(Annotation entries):
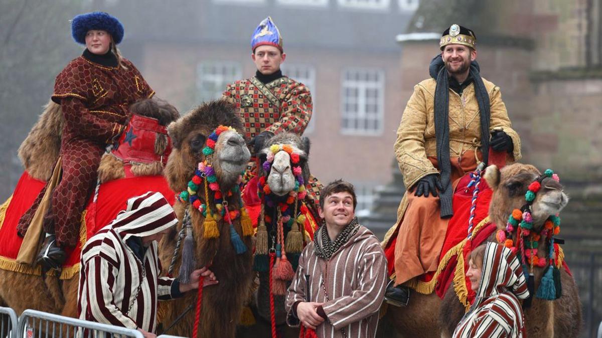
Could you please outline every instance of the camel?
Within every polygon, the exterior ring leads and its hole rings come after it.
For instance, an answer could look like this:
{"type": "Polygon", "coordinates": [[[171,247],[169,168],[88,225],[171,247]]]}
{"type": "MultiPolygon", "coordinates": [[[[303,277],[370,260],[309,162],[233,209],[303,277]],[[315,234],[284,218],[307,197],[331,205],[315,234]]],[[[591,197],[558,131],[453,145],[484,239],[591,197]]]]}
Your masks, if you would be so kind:
{"type": "MultiPolygon", "coordinates": [[[[168,128],[173,150],[164,174],[171,188],[182,193],[174,205],[180,222],[159,245],[163,272],[183,277],[187,274],[181,270],[188,271],[190,265],[209,265],[219,281],[202,289],[196,327],[199,337],[234,336],[253,277],[252,226],[241,205],[239,185],[250,154],[237,132],[243,131],[243,124],[234,109],[223,100],[209,102],[168,128]],[[199,164],[203,173],[197,176],[199,164]],[[205,168],[209,165],[214,175],[205,175],[205,168]],[[209,180],[214,182],[208,183],[209,180]],[[189,185],[195,181],[196,184],[189,185]],[[190,186],[194,189],[188,192],[190,186]],[[200,207],[195,201],[200,200],[206,203],[202,204],[205,206],[200,207]],[[199,207],[204,210],[205,215],[199,207]],[[220,210],[226,210],[223,217],[220,210]],[[232,216],[239,210],[240,217],[232,216]],[[231,225],[226,219],[228,215],[231,225]],[[183,226],[184,218],[187,224],[183,226]],[[186,234],[181,252],[177,243],[180,233],[186,234]],[[175,255],[174,264],[168,268],[175,255]]],[[[161,304],[159,317],[163,330],[169,329],[169,334],[190,336],[195,330],[196,311],[185,312],[197,299],[196,292],[188,292],[182,298],[161,304]],[[181,319],[175,321],[182,314],[181,319]]]]}
{"type": "MultiPolygon", "coordinates": [[[[165,155],[169,153],[171,148],[165,126],[178,117],[178,111],[166,102],[156,99],[138,101],[130,106],[130,111],[134,115],[128,128],[133,128],[134,124],[140,123],[144,124],[144,128],[152,126],[150,129],[146,129],[148,134],[145,134],[149,138],[149,144],[143,144],[143,149],[138,150],[148,158],[155,158],[157,160],[124,164],[123,161],[115,155],[118,153],[119,148],[113,152],[105,153],[98,170],[99,179],[103,184],[98,187],[96,201],[95,202],[93,197],[92,197],[86,210],[82,214],[79,247],[73,251],[76,251],[77,257],[75,257],[74,254],[74,257],[70,259],[73,265],[63,269],[60,274],[51,271],[45,278],[41,277],[39,266],[18,263],[14,257],[0,257],[0,306],[11,307],[17,314],[31,309],[76,318],[79,248],[93,234],[95,229],[102,227],[114,218],[120,210],[119,201],[122,200],[125,207],[125,200],[123,198],[134,195],[121,191],[120,188],[128,184],[125,182],[130,182],[130,185],[134,182],[146,184],[146,186],[140,185],[138,190],[140,190],[137,192],[138,194],[148,189],[154,189],[162,191],[168,197],[173,197],[173,192],[169,192],[170,191],[167,182],[160,175],[164,167],[162,160],[166,158],[165,155]],[[128,178],[125,178],[126,176],[128,178]],[[111,192],[116,191],[120,195],[118,198],[108,197],[111,192]],[[117,209],[111,210],[113,207],[117,209]],[[91,212],[93,209],[101,211],[93,215],[91,212]],[[23,295],[31,297],[24,297],[23,295]]],[[[25,172],[13,195],[0,207],[0,230],[2,230],[0,242],[2,242],[4,250],[6,250],[7,243],[21,241],[16,234],[16,222],[22,214],[18,210],[24,212],[31,205],[52,174],[52,168],[58,157],[62,118],[60,106],[49,102],[19,148],[19,155],[25,172]],[[26,185],[20,189],[22,182],[27,182],[29,185],[26,185]],[[33,187],[37,189],[32,189],[33,187]],[[26,196],[20,203],[16,202],[20,200],[19,197],[22,194],[26,196]],[[29,204],[26,201],[29,201],[29,204]],[[14,215],[11,217],[11,214],[14,215]]],[[[123,143],[123,138],[121,141],[123,143]]],[[[125,151],[124,148],[121,147],[122,153],[125,151]]],[[[123,155],[119,154],[119,156],[123,155]]],[[[137,193],[135,189],[129,192],[137,193]]]]}
{"type": "MultiPolygon", "coordinates": [[[[495,224],[498,231],[506,229],[509,215],[513,210],[520,209],[525,204],[527,187],[540,174],[535,167],[523,164],[509,165],[501,170],[495,165],[488,167],[484,178],[492,190],[489,222],[495,224]]],[[[532,204],[533,229],[541,230],[548,217],[557,214],[566,206],[568,200],[560,183],[550,177],[544,179],[532,204]]],[[[493,231],[486,241],[498,241],[497,234],[497,232],[493,231]]],[[[476,233],[473,233],[473,236],[474,238],[476,233]]],[[[513,239],[515,242],[515,233],[513,239]]],[[[545,248],[538,250],[537,255],[541,257],[539,259],[544,260],[545,253],[548,252],[544,236],[540,238],[538,245],[539,248],[545,248]]],[[[562,256],[561,250],[557,256],[562,256]]],[[[533,268],[536,292],[541,284],[545,268],[536,265],[533,268]]],[[[465,272],[465,269],[460,271],[465,272]]],[[[527,336],[575,337],[579,336],[582,315],[577,287],[573,277],[562,266],[560,272],[562,297],[548,301],[533,295],[531,306],[524,310],[527,336]]],[[[459,298],[455,289],[458,287],[455,278],[453,285],[447,288],[443,300],[434,292],[424,295],[412,292],[407,307],[388,307],[386,316],[389,321],[403,337],[451,337],[467,310],[467,306],[470,306],[465,299],[459,298]],[[438,318],[438,321],[435,318],[438,318]]]]}
{"type": "MultiPolygon", "coordinates": [[[[283,238],[287,238],[289,233],[294,237],[291,233],[297,232],[297,242],[299,245],[296,248],[293,248],[293,251],[286,251],[288,259],[292,262],[291,268],[293,270],[296,268],[296,262],[298,261],[299,256],[300,253],[300,249],[302,248],[309,241],[313,235],[313,232],[317,226],[317,223],[319,222],[318,215],[311,214],[309,209],[305,207],[303,203],[303,197],[306,192],[304,192],[304,189],[299,188],[304,185],[305,182],[308,182],[310,177],[310,171],[309,167],[308,158],[309,155],[310,143],[309,140],[306,137],[300,137],[296,134],[285,132],[277,134],[266,141],[264,145],[263,149],[258,154],[259,159],[259,168],[258,180],[252,180],[245,187],[245,198],[244,200],[246,204],[252,212],[252,215],[258,215],[260,217],[259,220],[259,226],[265,226],[265,231],[267,234],[272,233],[272,232],[276,231],[276,226],[274,222],[270,222],[271,220],[277,221],[278,211],[276,206],[279,203],[288,204],[290,206],[290,210],[284,211],[285,218],[290,223],[283,227],[284,233],[283,238]],[[290,146],[290,147],[288,147],[290,146]],[[253,204],[251,200],[253,198],[249,195],[257,195],[256,191],[256,186],[259,183],[260,187],[261,198],[255,198],[256,203],[253,204]],[[255,186],[252,186],[255,185],[255,186]],[[269,188],[269,192],[267,193],[264,189],[265,186],[269,188]],[[262,187],[263,187],[262,188],[262,187]],[[287,203],[287,200],[288,203],[287,203]],[[303,217],[296,218],[295,220],[291,220],[289,216],[291,212],[295,212],[295,208],[297,208],[297,214],[303,214],[303,217]],[[259,209],[261,209],[259,212],[259,209]],[[253,210],[255,210],[254,212],[253,210]],[[259,215],[261,214],[261,215],[259,215]],[[309,216],[311,215],[311,216],[309,216]],[[265,215],[267,215],[268,221],[265,221],[265,215]],[[306,218],[306,216],[307,217],[306,218]],[[306,219],[305,224],[303,222],[306,219]],[[300,227],[299,226],[300,225],[300,227]],[[304,232],[303,234],[299,233],[299,231],[304,232]],[[300,238],[302,238],[300,239],[300,238]],[[301,241],[302,241],[302,242],[301,241]]],[[[282,210],[282,207],[280,207],[282,210]]],[[[258,238],[262,236],[261,232],[264,231],[263,228],[259,227],[258,229],[258,238]]],[[[271,238],[270,236],[264,238],[271,238]]],[[[288,239],[287,239],[288,241],[288,239]]],[[[258,240],[258,242],[260,242],[258,240]]],[[[285,241],[286,242],[286,241],[285,241]]],[[[271,246],[272,242],[268,239],[265,242],[265,245],[271,246]]],[[[259,244],[258,244],[260,246],[259,244]]],[[[291,248],[287,248],[287,245],[285,245],[285,248],[288,250],[291,248]]],[[[294,245],[293,245],[294,247],[294,245]]],[[[258,271],[257,289],[253,295],[252,302],[252,307],[259,317],[259,322],[257,325],[251,325],[246,328],[241,328],[239,330],[238,337],[246,336],[248,333],[249,336],[268,336],[270,333],[270,324],[271,324],[271,314],[270,311],[270,285],[268,283],[269,273],[267,271],[268,256],[265,251],[266,248],[261,249],[256,248],[255,269],[258,271]],[[260,256],[263,257],[260,257],[260,256]],[[258,261],[264,260],[262,263],[258,261]],[[259,266],[261,265],[262,266],[259,266]]],[[[284,310],[284,297],[282,294],[282,290],[279,290],[280,292],[277,292],[274,296],[275,300],[275,318],[274,324],[278,326],[277,330],[281,334],[284,334],[285,337],[293,337],[299,336],[299,329],[288,328],[285,323],[286,313],[284,310]],[[279,293],[279,294],[278,294],[279,293]]]]}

(What is being asked):
Reproduce the entries word for word, starting at the very beginning and stopping after the line that contains "Your masks, if". Leave the pictures out of your copy.

(Response to this task):
Could you please outline every instance of the camel?
Within every polygon, the exterior ring leads and its hole rings come after it.
For instance, an answer could look like this:
{"type": "Polygon", "coordinates": [[[171,247],[169,168],[88,225],[171,247]]]}
{"type": "MultiPolygon", "coordinates": [[[[303,277],[370,260],[309,162],[233,209],[303,277]],[[315,234],[284,218],[307,197],[331,205],[315,234]]],[[[591,197],[558,131],[453,145],[484,239],[591,197]]]]}
Your masks, if you would be so kind:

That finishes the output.